• **Your instructions**: Turn the data below into a numbered list with one line per item, leaving out any blank lines.

• **Provided data**:

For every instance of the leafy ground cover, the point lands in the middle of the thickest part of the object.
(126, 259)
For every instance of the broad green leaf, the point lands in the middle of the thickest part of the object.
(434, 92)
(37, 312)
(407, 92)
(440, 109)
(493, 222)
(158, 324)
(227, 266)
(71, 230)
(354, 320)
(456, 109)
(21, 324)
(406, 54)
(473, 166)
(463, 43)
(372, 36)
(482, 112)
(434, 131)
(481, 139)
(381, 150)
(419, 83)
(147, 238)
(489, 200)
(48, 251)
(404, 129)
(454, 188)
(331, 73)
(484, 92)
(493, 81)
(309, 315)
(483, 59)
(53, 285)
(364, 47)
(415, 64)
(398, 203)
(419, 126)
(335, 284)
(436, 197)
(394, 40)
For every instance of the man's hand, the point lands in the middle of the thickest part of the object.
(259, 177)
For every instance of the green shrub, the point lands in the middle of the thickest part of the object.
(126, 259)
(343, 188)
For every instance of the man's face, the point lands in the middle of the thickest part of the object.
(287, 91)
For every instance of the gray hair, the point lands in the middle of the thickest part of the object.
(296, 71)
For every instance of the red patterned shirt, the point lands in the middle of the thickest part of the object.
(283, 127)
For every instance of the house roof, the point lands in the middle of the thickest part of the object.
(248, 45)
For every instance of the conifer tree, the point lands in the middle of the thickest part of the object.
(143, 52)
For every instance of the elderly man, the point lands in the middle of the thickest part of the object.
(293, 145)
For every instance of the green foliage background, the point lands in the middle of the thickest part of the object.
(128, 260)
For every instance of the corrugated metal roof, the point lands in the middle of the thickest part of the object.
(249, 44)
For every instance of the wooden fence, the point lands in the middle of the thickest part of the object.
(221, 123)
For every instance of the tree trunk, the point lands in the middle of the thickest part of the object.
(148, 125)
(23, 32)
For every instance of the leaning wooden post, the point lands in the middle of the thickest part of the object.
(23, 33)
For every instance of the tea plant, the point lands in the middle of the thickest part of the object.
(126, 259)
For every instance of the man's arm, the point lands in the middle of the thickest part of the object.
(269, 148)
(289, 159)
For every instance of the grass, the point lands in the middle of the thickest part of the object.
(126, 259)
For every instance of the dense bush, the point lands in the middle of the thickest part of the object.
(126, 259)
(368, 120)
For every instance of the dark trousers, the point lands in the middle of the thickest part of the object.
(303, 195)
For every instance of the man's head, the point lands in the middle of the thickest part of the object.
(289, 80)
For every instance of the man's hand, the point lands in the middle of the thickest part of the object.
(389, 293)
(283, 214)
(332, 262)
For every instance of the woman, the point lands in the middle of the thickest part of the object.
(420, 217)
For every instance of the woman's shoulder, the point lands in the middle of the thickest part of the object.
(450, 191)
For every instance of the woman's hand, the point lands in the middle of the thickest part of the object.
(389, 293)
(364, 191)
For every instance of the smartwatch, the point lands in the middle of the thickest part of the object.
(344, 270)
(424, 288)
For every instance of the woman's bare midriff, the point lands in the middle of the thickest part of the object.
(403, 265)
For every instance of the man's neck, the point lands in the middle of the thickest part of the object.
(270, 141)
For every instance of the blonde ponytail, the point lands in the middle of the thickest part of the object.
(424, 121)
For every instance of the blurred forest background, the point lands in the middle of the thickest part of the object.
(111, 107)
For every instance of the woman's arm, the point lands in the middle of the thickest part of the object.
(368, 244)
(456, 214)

• **Output of the task**:
1. For every instance of the leafy ground cover, the point lands in the middle of the thickest part of the object.
2. (126, 259)
3. For every instance of the broad green leaf, the point lands in the middle of the thickest part of the object.
4. (434, 92)
5. (37, 312)
6. (407, 92)
7. (440, 109)
8. (493, 222)
9. (158, 324)
10. (227, 266)
11. (71, 230)
12. (354, 320)
13. (456, 109)
14. (21, 324)
15. (406, 54)
16. (473, 166)
17. (463, 43)
18. (372, 36)
19. (482, 112)
20. (434, 131)
21. (481, 139)
22. (381, 150)
23. (419, 83)
24. (147, 238)
25. (489, 200)
26. (48, 251)
27. (404, 129)
28. (454, 188)
29. (331, 73)
30. (484, 92)
31. (493, 81)
32. (309, 315)
33. (483, 59)
34. (53, 285)
35. (364, 47)
36. (415, 64)
37. (398, 203)
38. (419, 126)
39. (335, 284)
40. (436, 197)
41. (394, 40)
42. For every instance of the man's hand, the point lands in the middle of the thickest part of the object.
43. (259, 177)
44. For every instance of the green shrub, the point lands in the middle of the thickest part of the object.
45. (126, 259)
46. (343, 188)
47. For every instance of the man's face, the point lands in the middle of the thickest part of the object.
48. (287, 91)
49. For every instance of the gray hair, the point lands in the middle of the thickest part of the object.
50. (296, 71)
51. For every instance of the red patterned shirt, the point lands in the middle of the thickest part of the object.
52. (283, 127)
53. For every instance of the house roof, the point lands in the middle of the thickest part of the object.
54. (248, 45)
55. For every instance of the conifer tree, the point lands in the middle of the thickest part of the object.
56. (143, 52)
57. For every instance of the elderly man, the point lands in the middle of the thickest part of the object.
58. (293, 145)
59. For every instance of the green foliage background, the point lands in the middle of the thickest part of the object.
60. (128, 260)
61. For every instance of the corrugated metal roof, the point lands in the middle of the thickest part of the object.
62. (249, 44)
63. For every instance of the wooden fence, the point lands in the middle of the thickest part of the object.
64. (221, 123)
65. For every instance of the tree trunk, the point lands in the middle of the thickest part of the object.
66. (148, 125)
67. (23, 32)
68. For every instance of the leaning wooden post, the point lands in the middle of the thickest part of the object.
69. (23, 33)
70. For every instance of the tea plant, the point lands in the middle of the thickest part of the object.
71. (126, 259)
72. For every instance of the man's arm, the point lands in the middle of the thickest part of the object.
73. (269, 148)
74. (289, 159)
75. For every instance of the grass, the point lands in the middle of the thickest part of the object.
76. (126, 259)
77. For every instance of the dense bush, the point lands in the middle of the thickest part of the object.
78. (126, 259)
79. (368, 120)
80. For every instance of the dark trousers, the point lands in the middle of the thickest part of the object.
81. (303, 195)
82. For every instance of the man's head, the point lands in the middle of the thickest part of the object.
83. (289, 80)
84. For every instance of the man's hand, the point lands in the middle of the thickest part of the object.
85. (389, 293)
86. (283, 214)
87. (332, 262)
88. For every instance of the woman, the point lands in the middle of the thickest part of the object.
89. (420, 217)
90. For every instance of the woman's shoulder, the point lands in the middle of the thickest part of the object.
91. (450, 191)
92. For every instance of the woman's hand, the point lands in the middle of the thickest part of the object.
93. (389, 293)
94. (364, 191)
95. For every instance of the smartwatch, the point lands in the middle of the thickest part of the object.
96. (344, 270)
97. (424, 288)
98. For every instance of the woman's bare midriff, the point lands in the middle of the thickest part of the object.
99. (403, 265)
100. For every instance of the man's neck, the point lands in the middle of the thickest part of the object.
101. (270, 141)
102. For every instance of the blonde ponytail, the point lands in the middle of the thickest part of the object.
103. (424, 121)
104. For every instance of the blurred forest background, the point lands in the middle of the thickest part of the object.
105. (111, 107)
106. For every instance of the woman's arm, the point lands in the middle of the thickest part of the object.
107. (368, 244)
108. (456, 214)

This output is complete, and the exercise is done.